> [EXERCISE PROMPT]: Using the bronze drill thread, answer yes or no to whether each statement agrees with it, and quote the thread's deciding words exactly. 1. The consumption probability for bronze drills is 0.01. 2. The first drill in the quarry produced 6 iron. 3. The metals have a x3 multiplier.

> [PASSAGE SHOWN]:
Bronze Drill life?
mnsnownutt opened this issue ยท 19 comments
MC 1.17.1
MI 0.5.8
I created the steam quarry and a couple of bronze drills and I got a total of 12 tin ore and they were consumed in the process? Is that intended? If so, what is the point of the quarry if you consume much more in drills than you ever would get back in resources?
Not sure what happened or if it was a mod interaction issue, but logged back in and it is suddenly working again with the bronze drill back in the machine. No idea how that is even possible. I will close this and if it repeats I will open a new one.
The expected number of recipes per drill is 1/p where p is the consumption probability (p = 0.01 for bronze drills).
So on average you get 100 recipes per drill.
Which yields, on average, per bronze drill:
- 40 iron ore
- 40 iron ore
- 20 copper ore
- 30 tin ore
- 15 gold ore
- 20 redstone ore
There is a x4.5 multiplier for the metals, so you should get a largely positive amount.
Make sure that you didn't lock the outputs and that you had enough slots in the output hatches for items not to get voided.
It is an issue, or maybe it is a balance question on durability. After making several drills, I realized it was completely random as to how long they will last. Here is what I got with the 1st four bronze drills in the quarry before they were consumed.
1st drill - 6 tin
2nd drill - 6 tin
3rd drill - 30 iron, 20 tin, 10 redstone, 10 gold, 10 copper (numbers on this one approximate, forgot to take a screenshot)
4th drill - 8 iron, 8 copper
They are basically worthless as is the quarry, due to the materials required to construct them and the complete randomness (apparently) of the drill life. The recipe to make one drill takes a lot of resources and the gain is minimal, if not negative, even with ore tripling.

> [INFORMATION GIVEN]:
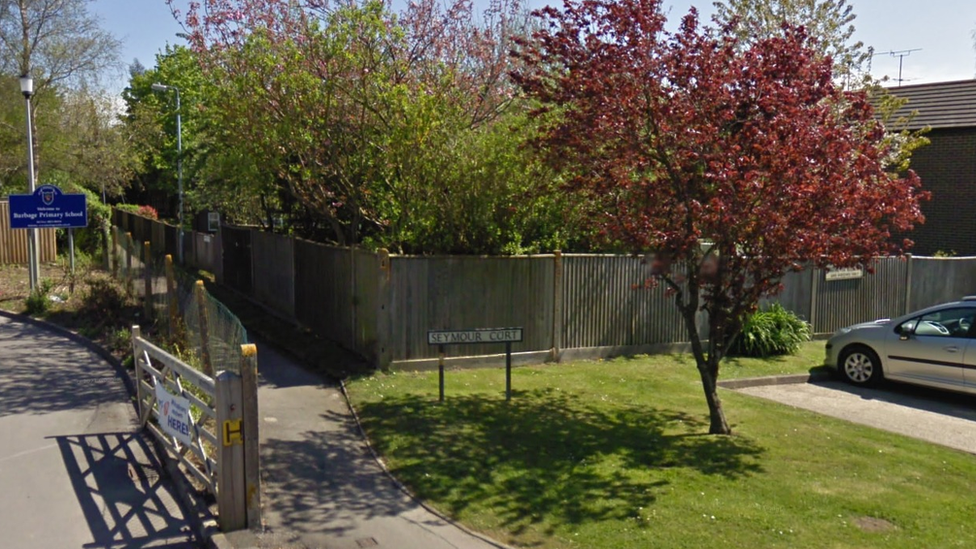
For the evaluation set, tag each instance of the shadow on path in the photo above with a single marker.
(126, 504)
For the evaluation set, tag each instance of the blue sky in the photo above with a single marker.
(940, 29)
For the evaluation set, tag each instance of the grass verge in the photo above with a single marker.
(611, 454)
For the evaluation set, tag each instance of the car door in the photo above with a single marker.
(931, 349)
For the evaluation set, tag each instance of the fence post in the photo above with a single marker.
(201, 294)
(908, 285)
(136, 334)
(127, 246)
(354, 328)
(171, 302)
(814, 286)
(231, 511)
(147, 276)
(109, 249)
(116, 256)
(252, 455)
(557, 305)
(384, 343)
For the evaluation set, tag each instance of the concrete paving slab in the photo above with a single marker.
(935, 416)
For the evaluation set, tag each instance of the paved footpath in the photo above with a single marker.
(74, 470)
(322, 487)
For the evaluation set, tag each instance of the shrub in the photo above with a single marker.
(37, 302)
(144, 211)
(148, 211)
(771, 332)
(104, 300)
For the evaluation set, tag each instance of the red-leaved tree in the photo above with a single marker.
(733, 165)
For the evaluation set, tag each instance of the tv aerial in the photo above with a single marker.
(901, 55)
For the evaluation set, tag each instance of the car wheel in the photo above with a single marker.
(860, 366)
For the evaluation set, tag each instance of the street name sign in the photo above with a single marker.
(48, 208)
(478, 335)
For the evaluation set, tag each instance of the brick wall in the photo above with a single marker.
(948, 170)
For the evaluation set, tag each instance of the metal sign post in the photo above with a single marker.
(475, 336)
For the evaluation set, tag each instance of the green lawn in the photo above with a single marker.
(611, 454)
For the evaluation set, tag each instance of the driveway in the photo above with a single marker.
(940, 417)
(75, 469)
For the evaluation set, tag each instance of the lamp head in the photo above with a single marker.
(27, 86)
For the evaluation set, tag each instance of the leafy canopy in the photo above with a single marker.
(732, 162)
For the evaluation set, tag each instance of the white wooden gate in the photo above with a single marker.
(222, 447)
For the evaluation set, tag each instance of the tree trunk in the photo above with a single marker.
(717, 423)
(706, 369)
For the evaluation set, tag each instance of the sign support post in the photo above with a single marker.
(440, 368)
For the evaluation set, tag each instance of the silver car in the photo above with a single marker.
(935, 347)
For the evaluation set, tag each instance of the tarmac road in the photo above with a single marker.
(75, 472)
(940, 417)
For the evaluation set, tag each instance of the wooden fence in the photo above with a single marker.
(13, 242)
(569, 305)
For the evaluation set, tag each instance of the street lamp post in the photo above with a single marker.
(33, 267)
(179, 164)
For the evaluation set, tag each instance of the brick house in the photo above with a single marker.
(947, 166)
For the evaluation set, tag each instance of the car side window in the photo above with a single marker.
(944, 323)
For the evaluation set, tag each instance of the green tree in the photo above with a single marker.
(357, 125)
(730, 164)
(61, 45)
(149, 125)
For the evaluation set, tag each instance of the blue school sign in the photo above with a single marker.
(48, 208)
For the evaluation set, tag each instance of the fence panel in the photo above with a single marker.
(844, 302)
(605, 304)
(13, 242)
(430, 293)
(237, 258)
(797, 294)
(366, 304)
(324, 291)
(273, 259)
(205, 253)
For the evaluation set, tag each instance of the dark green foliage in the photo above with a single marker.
(771, 332)
(37, 302)
(104, 300)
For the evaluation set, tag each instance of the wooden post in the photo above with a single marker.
(136, 334)
(384, 321)
(908, 284)
(147, 276)
(127, 246)
(814, 287)
(557, 305)
(109, 248)
(252, 452)
(172, 303)
(204, 328)
(116, 259)
(231, 496)
(508, 370)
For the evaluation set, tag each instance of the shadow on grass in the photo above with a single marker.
(546, 457)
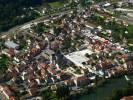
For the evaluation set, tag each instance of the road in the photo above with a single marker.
(17, 29)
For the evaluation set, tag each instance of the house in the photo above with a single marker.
(11, 44)
(81, 81)
(6, 93)
(127, 98)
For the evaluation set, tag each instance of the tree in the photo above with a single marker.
(63, 92)
(48, 95)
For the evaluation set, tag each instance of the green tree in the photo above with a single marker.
(63, 92)
(48, 95)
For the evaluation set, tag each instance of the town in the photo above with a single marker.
(79, 48)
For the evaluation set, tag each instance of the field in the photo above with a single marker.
(56, 4)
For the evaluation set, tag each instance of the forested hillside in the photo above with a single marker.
(14, 12)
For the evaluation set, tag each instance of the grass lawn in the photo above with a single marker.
(56, 4)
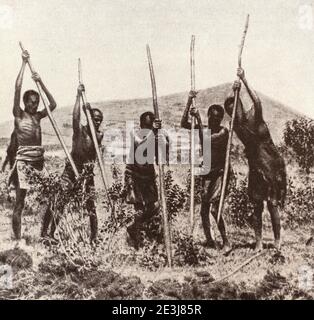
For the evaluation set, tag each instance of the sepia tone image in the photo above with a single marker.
(157, 150)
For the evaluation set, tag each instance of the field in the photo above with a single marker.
(111, 269)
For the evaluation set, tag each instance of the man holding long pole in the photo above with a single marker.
(84, 156)
(30, 152)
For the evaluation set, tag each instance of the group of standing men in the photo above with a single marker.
(267, 176)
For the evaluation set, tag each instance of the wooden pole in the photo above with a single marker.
(192, 139)
(94, 137)
(162, 197)
(53, 122)
(235, 105)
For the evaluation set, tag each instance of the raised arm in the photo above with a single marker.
(220, 137)
(229, 104)
(185, 117)
(257, 105)
(17, 111)
(52, 102)
(76, 117)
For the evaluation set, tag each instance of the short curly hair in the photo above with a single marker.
(218, 108)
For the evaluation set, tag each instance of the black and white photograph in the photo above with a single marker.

> [SOLUTION]:
1. Yes: "p = 0.01 for bronze drills"
2. No: "1st drill - 6 tin"
3. No: "There is a x4.5 multiplier for the metals"